TESTO:
========================================================================

Paolo Isotta: «Ecco perché Verdi è stato maestro del Grand-Opéra»

Alex Pessotto
Da quando, nel 2015, ha deciso di ricominciare con lo scriver libri dopo circa trent’anni di assenza, Paolo Isotta, storico della musica e a lungo critico del Corriere della Sera, mai si era dedicato a un compositore soltanto: infatti, “La virtù dell’elefante” e “Altri canti di Marte” hanno sì al centro il mondo delle note, ma non quelle di un unico autore, mentre “Il canto degli animali” si occupa, tra mille dissertazioni, di cani e gatti per arrivare a delfini, furetti e civette. Infine, “La dotta lira” è dedicato al rapporto tra il prediletto Ovidio e la musica.
Sempre edito da Marsilio, “Verdi a Parigi” (pagg. 672, euro 28), uscito da pochi giorni, è invece un’imponente monografia sulla produzione del cigno di Busseto, ma con un particolare riferimento al suo debito nei confronti del Grand-Opéra e al suo determinante contributo nell’evoluzione di quel genere.
Maestro Isotta, da parte sua quello per Verdi non è un amore giovanile…
«Ho avuto la fortuna di migliorare col tempo…».
Perché si è soffermato così ampiamente sul legame tra Verdi e il Grand-Opéra?
«Ho tentato di ricostruire la personalità completa di Verdi. In particolare, ho voluto lottare soprattutto contro due categorie di sciocchi. La prima, nazionalistica, che considera un’opera di prostituzione scrivere in una lingua che non è quella italiana, ma quella francese, e scrivere balletti all’interno delle opere. La seconda, anglosassone, che nega una palese verità, non riconoscendo che il Grand-Opéra è una creazione italiana in quanto frutto del lavoro di Salieri, Cherubini, Spontini, Rossini e Donizetti, prima di Verdi, con cui si culmina».
Un intero capitolo del libro è dedicato a “Stiffelio”, rappresentato in prima al Verdi di Trieste nel 1850, quando ancora si chiamava teatro Grande. Che posto occupa nella produzione dell’autore?

========================================================================

VOCI ELENCATE:

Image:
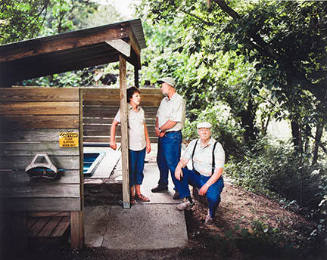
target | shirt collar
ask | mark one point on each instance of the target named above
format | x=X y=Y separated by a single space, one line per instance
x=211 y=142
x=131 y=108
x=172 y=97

========================================================================

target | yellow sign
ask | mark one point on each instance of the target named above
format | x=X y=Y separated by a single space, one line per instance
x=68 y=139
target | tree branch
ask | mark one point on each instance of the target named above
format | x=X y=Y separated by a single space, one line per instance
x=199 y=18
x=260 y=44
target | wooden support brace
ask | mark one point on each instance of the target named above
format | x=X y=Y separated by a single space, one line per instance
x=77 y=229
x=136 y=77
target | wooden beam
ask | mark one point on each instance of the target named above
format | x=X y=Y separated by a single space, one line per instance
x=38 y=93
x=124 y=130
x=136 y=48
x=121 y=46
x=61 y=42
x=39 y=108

========================================================================

CONSEGNA 1: Secondo l'intervista su Verdi, in quale anno fu rappresentato in prima lo "Stiffelio" al Verdi di Trieste?
CONSEGNA 2: Nel passo dell'intervista su Verdi che va da "Maestro Isotta, da" fino a "e il Grand-Opéra?", sostituisci "Grand-Opéra" con "Grand Opera" e riporta il passo così modificato.
CONSEGNA 3: Riprendi l'intervista a Paolo Isotta su Verdi dal punto in cui si interrompe e proseguila.
L'elenco non ha alcun legame con il testo.

RISPOSTA 1: Nel 1850.

RISPOSTA 2:
Maestro Isotta, da parte sua quello per Verdi non è un amore giovanile…
«Ho avuto la fortuna di migliorare col tempo…».
Perché si è soffermato così ampiamente sul legame tra Verdi e il Grand Opera?

RISPOSTA 3:
«Il libro ha ambizioni di essere, se possibile, analitico e rivelatore, ma il capitolo sullo “Stiffelio” è anomalo, perché è in forma di parodia. La storia di un sacerdote protestante che sa di essere cornuto, confessa dal pulpito le proprie corna e perdona dal pulpito la moglie che lo cornifica non riesco proprio a prenderla come un fatto serio. Io ci ho scherzato sopra, facendola svolgere a Caltanissetta all’inizio degli anni Cinquanta e costruendoci una storia parallela. Nello “Stiffelio” c’è comunque bellissima musica e Verdi ne aveva un’alta considerazione».
Anche un’altra opera di Verdi, “Il Corsaro” aveva debuttato a Trieste due anni prima, precisamente il 25 ottobre 1848…
«È una delle opere meno eseguite e conosciute. Peraltro, Verdi non andò nemmeno a Trieste per metterla in scena e da ciò si potrebbe desumere che si tratti di un lavoro di seconda categoria, ma io non sono affatto d’accordo: è un’opera in crescendo, di un’enfasi un po’ ridicola, in anni in cui certe vicende estreme trovavano compiacimento. Il primo e il secondo atto sono musica buona, di fattura impeccabile, mail terzo è un capolavoro e riesce a dar vita a due personaggi femminili, opposti e sublimi, lumeggiandoli con caratteri musicali completamente diversi. E poi c’è l’eroe, Corrado, che quando è prigioniero canta quel meraviglioso arioso in mi minore accompagnato dalla viola sola e ci fa raggiungere l’Empireo. Il finale, poi, è talmente alto che per me non è inferiore a quello della “Norma”».
Quali interpretazioni di “Stiffelio” e “Corsaro” tiene a ricordare?
«Entrambe le opere sono state incise da un grande direttore veneziano, Lamberto Gardelli, che è stato uno dei più grandi degli ultimi decenni, anche se veniva considerato “di routine”, mentre aveva una tecnica straordinaria e un sentire raffinatissimo. Il suo “Requiem” di Verdi che si trova in rete è paragonabile a quello di Karajan».
Lei, noto per i suoi giudizi taglienti, non ne risparmia uno per Piero Cappuccilli, che cita nel capitolo dedicato al Trovatore definendolo “mediocre”…
«Cappuccilli, aveva una vovoce bellissima e potente, ma non era molto musicale e, soprattutto, diceva il maestro Tullio Serafin, ignorava la lettera p, che vuol dire piano».
Invece, anche se non è citato nel libro, più volte si è espresso in termini lusinghieri nei confronti del basso friulano Bonaldo Giaiotti.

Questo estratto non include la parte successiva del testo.